Reproduce each of the entries below, substituting "watch strap" for every "wristband" and changing nothing else. Leave the pictures out of your answer.

-- START Material for this task --

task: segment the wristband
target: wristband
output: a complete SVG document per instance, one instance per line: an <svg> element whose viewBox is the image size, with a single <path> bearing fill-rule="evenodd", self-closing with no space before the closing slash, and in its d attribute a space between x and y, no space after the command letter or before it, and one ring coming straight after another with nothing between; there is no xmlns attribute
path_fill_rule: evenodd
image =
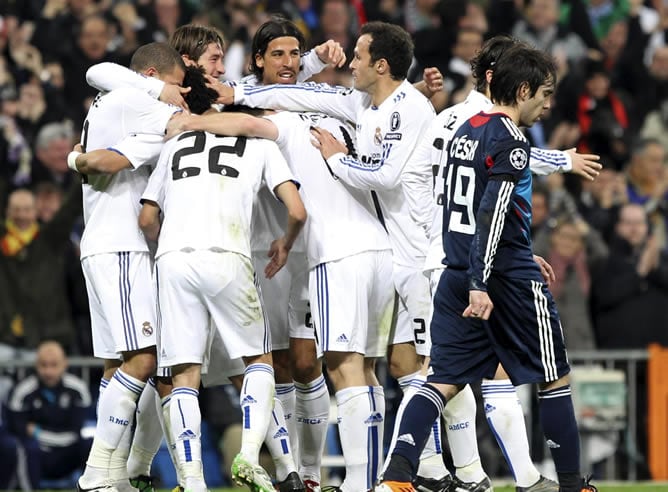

-- END Material for this task --

- Finished answer
task: segment the watch strap
target: watch strap
output: a complete SVG document per instance, one instance per line: an <svg> element whose viewBox is the image size, with a single <path> bearing fill-rule="evenodd", self-closing with no space before the closing slash, and in its d attribute a space between x and y, no space after the command letter or before it, and one ring coming straight after another with nothing between; there is no xmlns attribute
path_fill_rule: evenodd
image =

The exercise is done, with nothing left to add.